*What you will do:* A complete answer includes every line below with the word "cloud".

*Records supplied:*
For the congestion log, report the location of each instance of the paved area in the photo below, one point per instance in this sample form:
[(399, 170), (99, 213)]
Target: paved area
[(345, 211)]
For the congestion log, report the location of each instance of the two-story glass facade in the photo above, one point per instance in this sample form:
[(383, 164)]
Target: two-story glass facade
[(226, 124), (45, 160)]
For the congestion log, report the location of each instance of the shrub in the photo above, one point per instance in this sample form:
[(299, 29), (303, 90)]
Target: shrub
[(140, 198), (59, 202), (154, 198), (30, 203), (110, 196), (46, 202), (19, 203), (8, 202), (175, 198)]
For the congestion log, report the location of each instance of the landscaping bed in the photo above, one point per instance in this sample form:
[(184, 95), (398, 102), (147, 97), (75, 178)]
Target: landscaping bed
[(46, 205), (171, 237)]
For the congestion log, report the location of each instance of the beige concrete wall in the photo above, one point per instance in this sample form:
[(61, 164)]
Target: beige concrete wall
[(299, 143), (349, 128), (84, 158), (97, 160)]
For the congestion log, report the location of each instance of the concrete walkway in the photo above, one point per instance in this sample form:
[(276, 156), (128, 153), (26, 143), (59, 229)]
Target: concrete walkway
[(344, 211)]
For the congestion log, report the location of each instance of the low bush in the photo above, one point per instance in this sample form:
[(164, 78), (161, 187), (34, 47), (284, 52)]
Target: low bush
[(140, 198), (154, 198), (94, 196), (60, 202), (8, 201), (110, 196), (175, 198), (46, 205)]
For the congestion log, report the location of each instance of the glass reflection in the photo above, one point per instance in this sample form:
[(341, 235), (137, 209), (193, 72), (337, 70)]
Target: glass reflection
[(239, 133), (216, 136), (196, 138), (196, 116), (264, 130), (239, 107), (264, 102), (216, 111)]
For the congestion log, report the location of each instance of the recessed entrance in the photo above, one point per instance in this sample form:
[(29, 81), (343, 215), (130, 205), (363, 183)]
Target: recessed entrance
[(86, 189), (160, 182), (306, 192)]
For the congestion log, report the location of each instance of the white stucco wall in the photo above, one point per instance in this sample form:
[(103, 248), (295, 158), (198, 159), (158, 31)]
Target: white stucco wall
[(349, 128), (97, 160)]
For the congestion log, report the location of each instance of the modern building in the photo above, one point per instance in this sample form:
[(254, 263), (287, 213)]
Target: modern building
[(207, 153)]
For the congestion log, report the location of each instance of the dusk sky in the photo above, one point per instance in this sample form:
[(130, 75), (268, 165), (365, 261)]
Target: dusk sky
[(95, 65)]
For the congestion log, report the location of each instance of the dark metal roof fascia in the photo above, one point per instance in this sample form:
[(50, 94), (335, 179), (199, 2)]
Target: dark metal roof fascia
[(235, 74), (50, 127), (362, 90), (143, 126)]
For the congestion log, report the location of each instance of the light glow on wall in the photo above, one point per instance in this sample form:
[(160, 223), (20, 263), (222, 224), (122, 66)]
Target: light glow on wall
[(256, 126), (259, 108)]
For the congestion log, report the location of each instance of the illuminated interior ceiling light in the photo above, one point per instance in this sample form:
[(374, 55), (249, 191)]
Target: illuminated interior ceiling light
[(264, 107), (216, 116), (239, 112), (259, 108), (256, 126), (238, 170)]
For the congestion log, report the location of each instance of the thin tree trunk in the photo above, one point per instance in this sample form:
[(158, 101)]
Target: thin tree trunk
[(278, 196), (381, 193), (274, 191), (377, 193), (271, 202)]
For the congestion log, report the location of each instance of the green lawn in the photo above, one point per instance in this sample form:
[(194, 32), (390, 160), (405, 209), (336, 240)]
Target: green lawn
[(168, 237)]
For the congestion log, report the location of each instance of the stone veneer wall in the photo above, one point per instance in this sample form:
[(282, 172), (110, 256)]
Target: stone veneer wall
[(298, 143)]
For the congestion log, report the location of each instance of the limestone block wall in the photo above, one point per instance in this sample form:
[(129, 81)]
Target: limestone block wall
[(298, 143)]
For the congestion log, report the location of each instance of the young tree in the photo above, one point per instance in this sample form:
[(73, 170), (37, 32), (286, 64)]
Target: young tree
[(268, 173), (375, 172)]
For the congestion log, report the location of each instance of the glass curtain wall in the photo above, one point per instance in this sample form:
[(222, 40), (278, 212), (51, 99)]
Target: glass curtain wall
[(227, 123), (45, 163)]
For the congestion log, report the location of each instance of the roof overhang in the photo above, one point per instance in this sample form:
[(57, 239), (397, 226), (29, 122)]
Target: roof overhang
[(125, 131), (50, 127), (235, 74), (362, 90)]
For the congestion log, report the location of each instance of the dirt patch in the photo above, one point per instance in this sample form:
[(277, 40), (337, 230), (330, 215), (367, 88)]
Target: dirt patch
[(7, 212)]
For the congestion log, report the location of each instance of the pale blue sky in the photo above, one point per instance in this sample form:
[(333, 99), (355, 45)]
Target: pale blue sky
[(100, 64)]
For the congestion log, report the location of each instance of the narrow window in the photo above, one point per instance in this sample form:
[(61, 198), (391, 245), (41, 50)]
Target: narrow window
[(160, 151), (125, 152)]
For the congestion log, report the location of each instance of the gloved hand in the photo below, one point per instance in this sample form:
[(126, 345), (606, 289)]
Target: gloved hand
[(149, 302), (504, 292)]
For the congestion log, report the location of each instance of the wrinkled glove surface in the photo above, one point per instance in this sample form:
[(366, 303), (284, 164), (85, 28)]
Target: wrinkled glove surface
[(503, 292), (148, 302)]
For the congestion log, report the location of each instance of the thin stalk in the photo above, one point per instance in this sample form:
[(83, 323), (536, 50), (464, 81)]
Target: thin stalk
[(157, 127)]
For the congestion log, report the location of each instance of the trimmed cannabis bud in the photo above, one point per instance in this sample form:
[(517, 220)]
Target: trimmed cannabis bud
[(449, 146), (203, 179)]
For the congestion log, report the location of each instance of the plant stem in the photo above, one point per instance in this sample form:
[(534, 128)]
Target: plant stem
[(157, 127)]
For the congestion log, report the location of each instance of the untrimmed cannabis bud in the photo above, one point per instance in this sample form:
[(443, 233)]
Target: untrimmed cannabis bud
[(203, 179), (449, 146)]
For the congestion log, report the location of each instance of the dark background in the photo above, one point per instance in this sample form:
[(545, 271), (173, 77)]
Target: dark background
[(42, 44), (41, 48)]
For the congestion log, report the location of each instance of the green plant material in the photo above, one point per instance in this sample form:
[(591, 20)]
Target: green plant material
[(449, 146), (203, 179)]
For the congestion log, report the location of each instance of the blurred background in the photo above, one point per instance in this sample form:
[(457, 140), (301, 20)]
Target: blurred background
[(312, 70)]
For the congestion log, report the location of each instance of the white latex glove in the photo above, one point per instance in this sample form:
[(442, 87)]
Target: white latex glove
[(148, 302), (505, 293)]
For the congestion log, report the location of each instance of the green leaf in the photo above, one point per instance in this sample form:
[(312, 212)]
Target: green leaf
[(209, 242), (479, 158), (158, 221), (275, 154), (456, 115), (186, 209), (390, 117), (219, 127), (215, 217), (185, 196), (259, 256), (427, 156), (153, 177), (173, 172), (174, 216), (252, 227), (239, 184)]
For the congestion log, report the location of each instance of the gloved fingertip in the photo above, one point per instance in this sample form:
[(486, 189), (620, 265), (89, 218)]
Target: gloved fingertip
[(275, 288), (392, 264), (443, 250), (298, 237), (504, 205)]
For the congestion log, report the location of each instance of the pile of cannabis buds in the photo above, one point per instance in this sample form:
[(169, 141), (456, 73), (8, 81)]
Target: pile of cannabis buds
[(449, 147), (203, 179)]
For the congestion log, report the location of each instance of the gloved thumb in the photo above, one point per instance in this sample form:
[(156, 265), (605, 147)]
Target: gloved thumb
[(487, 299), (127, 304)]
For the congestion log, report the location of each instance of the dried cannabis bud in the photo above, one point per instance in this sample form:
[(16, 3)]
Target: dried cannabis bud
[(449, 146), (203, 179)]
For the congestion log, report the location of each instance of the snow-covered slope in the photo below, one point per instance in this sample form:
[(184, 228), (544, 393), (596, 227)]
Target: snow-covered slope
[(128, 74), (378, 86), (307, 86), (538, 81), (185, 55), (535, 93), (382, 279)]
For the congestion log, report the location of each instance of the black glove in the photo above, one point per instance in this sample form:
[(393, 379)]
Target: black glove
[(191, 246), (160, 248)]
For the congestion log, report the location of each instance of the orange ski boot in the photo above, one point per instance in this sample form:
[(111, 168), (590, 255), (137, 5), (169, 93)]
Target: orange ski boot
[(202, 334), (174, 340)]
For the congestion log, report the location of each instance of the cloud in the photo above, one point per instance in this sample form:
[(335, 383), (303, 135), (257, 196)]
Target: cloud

*Problem solution:*
For the congestion log, report the location of each instance of the cloud in the photo above, one point per instance in this sample form:
Target: cloud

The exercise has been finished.